Requirements:
Rescale the part of the records that opens with the line containing "sky and record integer pixel coordinates." and runs through the end of the records. Give all of its lines again, requests included, with every point coordinate in the answers multiplied by 1.45 and rounded to a whole number, halves rounded up.
══ Supplied records
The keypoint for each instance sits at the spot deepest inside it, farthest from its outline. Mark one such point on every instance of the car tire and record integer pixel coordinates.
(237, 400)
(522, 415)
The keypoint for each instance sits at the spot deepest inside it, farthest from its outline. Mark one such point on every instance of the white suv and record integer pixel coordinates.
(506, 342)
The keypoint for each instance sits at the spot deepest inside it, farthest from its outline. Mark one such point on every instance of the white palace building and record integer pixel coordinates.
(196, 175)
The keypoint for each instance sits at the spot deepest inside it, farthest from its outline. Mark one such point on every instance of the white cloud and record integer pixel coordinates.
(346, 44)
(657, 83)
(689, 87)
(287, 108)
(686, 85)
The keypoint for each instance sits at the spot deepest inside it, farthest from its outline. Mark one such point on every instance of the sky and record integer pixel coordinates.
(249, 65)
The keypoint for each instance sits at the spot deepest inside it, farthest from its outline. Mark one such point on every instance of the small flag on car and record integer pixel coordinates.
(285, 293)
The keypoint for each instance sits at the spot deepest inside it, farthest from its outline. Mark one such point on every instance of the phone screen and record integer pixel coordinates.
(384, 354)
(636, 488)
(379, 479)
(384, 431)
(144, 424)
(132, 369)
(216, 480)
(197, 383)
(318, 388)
════
Reply:
The keypoint for each instance sits at the spot deepest inside it, farthest from its outline. Mark one such point on every instance of the sky and record integer pixel coordinates.
(361, 94)
The keypoint for each instance sits at the spot deepest inside it, farthest from its outline. Mark one such point on every instance of the small flag on car and record integer pixel coordinates.
(413, 425)
The keypoint for each instance sits at the spot deepest inside it, farthest from its outline. Mark one such point on every instance of the phone screen and record integer pixel coordinates.
(557, 513)
(922, 708)
(550, 695)
(557, 625)
(209, 615)
(191, 535)
(313, 696)
(286, 555)
(461, 563)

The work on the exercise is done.